WORK TO DO: How many lines in the material below contain the string "baguette"? Case matters. Reply with the number alone.

Image location labeling entries
»»

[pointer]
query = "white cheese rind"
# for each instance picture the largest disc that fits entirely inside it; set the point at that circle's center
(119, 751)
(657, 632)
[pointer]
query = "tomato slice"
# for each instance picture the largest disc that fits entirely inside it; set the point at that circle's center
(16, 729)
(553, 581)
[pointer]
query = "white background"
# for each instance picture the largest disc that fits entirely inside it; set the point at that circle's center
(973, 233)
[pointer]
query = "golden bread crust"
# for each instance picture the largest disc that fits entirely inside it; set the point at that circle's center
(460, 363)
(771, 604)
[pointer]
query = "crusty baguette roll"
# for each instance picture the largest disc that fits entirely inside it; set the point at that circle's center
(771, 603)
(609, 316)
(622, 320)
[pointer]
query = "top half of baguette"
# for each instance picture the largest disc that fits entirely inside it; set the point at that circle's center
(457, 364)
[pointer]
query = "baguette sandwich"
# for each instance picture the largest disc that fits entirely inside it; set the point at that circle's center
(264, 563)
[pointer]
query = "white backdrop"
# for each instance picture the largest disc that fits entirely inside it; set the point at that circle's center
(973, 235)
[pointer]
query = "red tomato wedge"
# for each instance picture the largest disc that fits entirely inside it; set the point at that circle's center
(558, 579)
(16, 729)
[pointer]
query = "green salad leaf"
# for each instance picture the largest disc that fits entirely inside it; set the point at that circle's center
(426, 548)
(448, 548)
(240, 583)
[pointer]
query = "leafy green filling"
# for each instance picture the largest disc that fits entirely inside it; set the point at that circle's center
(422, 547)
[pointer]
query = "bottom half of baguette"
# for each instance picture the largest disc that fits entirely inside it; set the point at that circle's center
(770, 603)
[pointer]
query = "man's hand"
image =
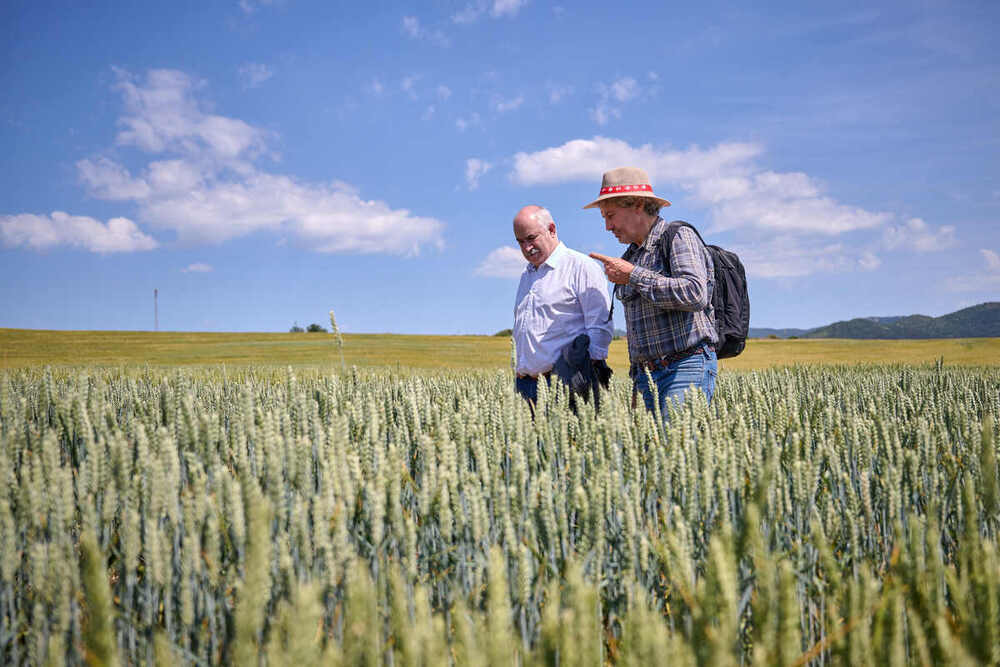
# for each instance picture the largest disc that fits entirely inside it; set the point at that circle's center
(617, 269)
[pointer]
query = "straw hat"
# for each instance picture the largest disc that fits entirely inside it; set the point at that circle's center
(626, 182)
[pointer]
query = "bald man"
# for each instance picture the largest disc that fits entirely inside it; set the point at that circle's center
(562, 295)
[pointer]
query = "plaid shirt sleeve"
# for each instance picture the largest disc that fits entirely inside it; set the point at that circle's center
(687, 286)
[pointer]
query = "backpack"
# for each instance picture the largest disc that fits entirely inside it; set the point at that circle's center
(730, 298)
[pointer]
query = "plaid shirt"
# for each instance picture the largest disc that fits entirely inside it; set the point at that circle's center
(668, 309)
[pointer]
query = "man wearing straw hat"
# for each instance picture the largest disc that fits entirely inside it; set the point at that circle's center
(562, 294)
(666, 292)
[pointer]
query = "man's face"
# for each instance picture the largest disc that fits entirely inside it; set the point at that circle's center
(629, 225)
(537, 240)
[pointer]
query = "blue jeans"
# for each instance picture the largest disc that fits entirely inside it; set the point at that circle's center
(528, 388)
(698, 370)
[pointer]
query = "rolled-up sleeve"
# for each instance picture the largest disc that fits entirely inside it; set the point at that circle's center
(687, 286)
(595, 301)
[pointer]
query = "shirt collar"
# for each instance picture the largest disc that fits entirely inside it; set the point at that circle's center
(554, 258)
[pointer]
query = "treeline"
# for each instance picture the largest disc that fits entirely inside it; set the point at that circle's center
(312, 328)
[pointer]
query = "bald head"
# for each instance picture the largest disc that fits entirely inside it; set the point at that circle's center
(535, 231)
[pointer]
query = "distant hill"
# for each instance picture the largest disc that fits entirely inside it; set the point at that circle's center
(982, 321)
(764, 332)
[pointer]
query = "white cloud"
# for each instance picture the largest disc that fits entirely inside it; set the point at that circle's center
(40, 232)
(612, 96)
(473, 11)
(738, 193)
(586, 159)
(915, 234)
(505, 262)
(507, 7)
(197, 267)
(985, 280)
(162, 115)
(254, 74)
(209, 189)
(992, 260)
(407, 86)
(558, 92)
(109, 180)
(793, 257)
(465, 123)
(782, 223)
(412, 27)
(503, 106)
(474, 170)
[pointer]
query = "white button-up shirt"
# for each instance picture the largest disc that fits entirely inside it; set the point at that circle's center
(565, 296)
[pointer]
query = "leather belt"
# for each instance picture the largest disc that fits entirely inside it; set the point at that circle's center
(666, 360)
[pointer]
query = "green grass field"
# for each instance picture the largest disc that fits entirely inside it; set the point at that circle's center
(21, 348)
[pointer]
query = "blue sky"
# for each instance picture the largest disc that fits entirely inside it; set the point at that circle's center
(262, 162)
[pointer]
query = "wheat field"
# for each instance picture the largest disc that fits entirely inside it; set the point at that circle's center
(262, 515)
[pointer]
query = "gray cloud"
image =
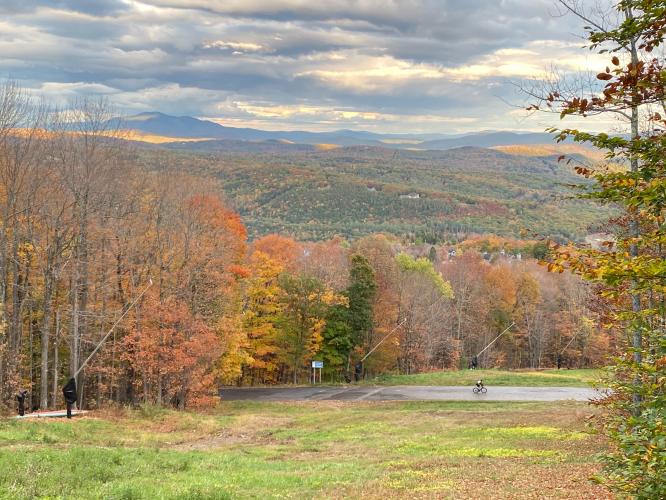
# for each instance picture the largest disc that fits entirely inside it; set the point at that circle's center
(376, 64)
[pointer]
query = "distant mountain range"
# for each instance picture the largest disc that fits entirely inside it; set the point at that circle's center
(211, 135)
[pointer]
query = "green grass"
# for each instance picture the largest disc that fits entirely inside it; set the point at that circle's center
(290, 450)
(545, 378)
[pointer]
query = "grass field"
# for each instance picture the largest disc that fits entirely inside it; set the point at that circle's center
(550, 378)
(306, 450)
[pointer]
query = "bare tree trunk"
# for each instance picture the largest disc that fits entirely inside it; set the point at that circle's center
(55, 361)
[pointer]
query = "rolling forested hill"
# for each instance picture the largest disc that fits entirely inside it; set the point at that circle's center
(354, 191)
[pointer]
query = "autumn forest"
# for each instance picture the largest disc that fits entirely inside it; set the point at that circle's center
(95, 245)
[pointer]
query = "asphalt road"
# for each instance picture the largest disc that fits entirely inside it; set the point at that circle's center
(406, 393)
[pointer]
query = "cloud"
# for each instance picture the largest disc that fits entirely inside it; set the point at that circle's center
(376, 64)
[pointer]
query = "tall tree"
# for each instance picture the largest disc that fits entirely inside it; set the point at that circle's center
(634, 267)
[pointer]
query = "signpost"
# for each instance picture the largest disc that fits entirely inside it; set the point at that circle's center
(316, 365)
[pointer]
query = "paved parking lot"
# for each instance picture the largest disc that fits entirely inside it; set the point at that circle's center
(406, 393)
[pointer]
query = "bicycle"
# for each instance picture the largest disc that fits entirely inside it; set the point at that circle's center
(479, 388)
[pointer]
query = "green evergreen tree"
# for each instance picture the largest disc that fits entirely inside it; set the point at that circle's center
(361, 293)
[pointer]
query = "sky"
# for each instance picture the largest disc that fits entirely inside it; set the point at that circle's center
(390, 66)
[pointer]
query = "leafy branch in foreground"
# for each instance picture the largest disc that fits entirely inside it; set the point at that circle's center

««

EXERCISE RESULT: 4